= WHAT IS REQUIRED =
So long as no pictures are carried over, output the records below exactly.

Images for object localization
Segment Open
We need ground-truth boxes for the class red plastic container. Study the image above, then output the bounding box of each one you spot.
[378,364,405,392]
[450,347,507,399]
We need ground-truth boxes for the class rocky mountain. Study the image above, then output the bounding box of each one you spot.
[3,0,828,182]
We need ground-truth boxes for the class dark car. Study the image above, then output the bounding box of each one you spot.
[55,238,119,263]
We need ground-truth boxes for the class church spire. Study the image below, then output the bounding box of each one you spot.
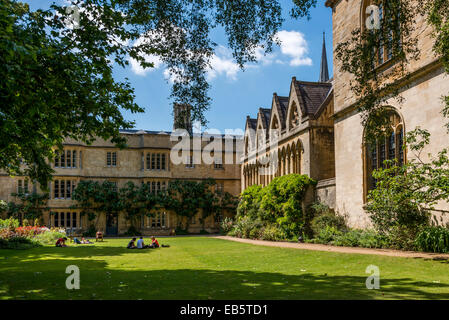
Segment Closed
= SOLVED PROBLEM =
We need ground-truth boxes for the class red plastic container. Study the image above, then output the bounding box of each one you spot.
[378,364,405,392]
[450,347,507,399]
We need ground-truth boxes for the class rocky mountain. Study the image above, then output the bounding box of each one you spot.
[3,0,828,182]
We need ground-truth boxes for the class dark car. Study the image above, then output the bounding box of each one you spot.
[55,238,119,263]
We need ground-truth boxes for the class church spire. Study the image below, then output the bounding box of each one you spot.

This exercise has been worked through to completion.